═══ Data for analysis
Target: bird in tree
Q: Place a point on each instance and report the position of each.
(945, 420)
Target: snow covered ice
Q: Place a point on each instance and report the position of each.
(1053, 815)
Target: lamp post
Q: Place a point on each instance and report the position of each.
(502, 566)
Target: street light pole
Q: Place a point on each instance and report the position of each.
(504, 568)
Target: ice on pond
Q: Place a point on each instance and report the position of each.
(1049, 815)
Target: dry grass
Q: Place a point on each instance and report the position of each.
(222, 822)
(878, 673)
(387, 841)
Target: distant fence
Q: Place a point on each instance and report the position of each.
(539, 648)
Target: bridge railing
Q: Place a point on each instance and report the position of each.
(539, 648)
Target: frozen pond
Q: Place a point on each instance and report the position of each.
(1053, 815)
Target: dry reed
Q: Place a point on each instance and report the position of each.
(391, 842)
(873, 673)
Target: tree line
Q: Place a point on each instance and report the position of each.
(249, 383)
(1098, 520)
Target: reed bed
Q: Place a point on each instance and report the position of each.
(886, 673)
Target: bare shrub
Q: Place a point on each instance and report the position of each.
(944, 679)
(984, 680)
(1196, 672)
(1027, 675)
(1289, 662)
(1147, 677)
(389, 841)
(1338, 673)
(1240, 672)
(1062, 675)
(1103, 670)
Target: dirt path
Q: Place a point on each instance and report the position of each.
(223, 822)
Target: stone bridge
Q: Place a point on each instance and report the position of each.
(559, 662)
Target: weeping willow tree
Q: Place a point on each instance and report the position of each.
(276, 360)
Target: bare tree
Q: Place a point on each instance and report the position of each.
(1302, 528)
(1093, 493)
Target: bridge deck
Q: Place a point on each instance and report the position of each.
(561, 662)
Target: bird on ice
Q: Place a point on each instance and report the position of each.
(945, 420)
══════
The problem. Repeat exactly the lines above, starting with the first line of the records and finishing with the line holding "Target: frozen pond". Add no other line.

Written answer.
Target: bird in tree
Q: Place a point on each instance and report the position of each.
(945, 420)
Target: snow covered ice
Q: Place a point on each instance and report the position of each.
(1053, 815)
Target: lamp post
Q: Place a point on each instance and report the position of each.
(502, 566)
Target: street light pole
Q: Place a point on each instance and report the position of each.
(504, 568)
Target: ice on pond
Q: Place a point on each instance and report the position of each.
(1049, 815)
Target: dry grass
Q: Place a point on each instance and report the position of each.
(222, 822)
(878, 673)
(387, 841)
Target: distant fence
Q: Place a point on each instance and report the position of each.
(539, 648)
Target: bridge railing
Q: Place a point on each instance and report the position of each.
(539, 648)
Target: frozen pond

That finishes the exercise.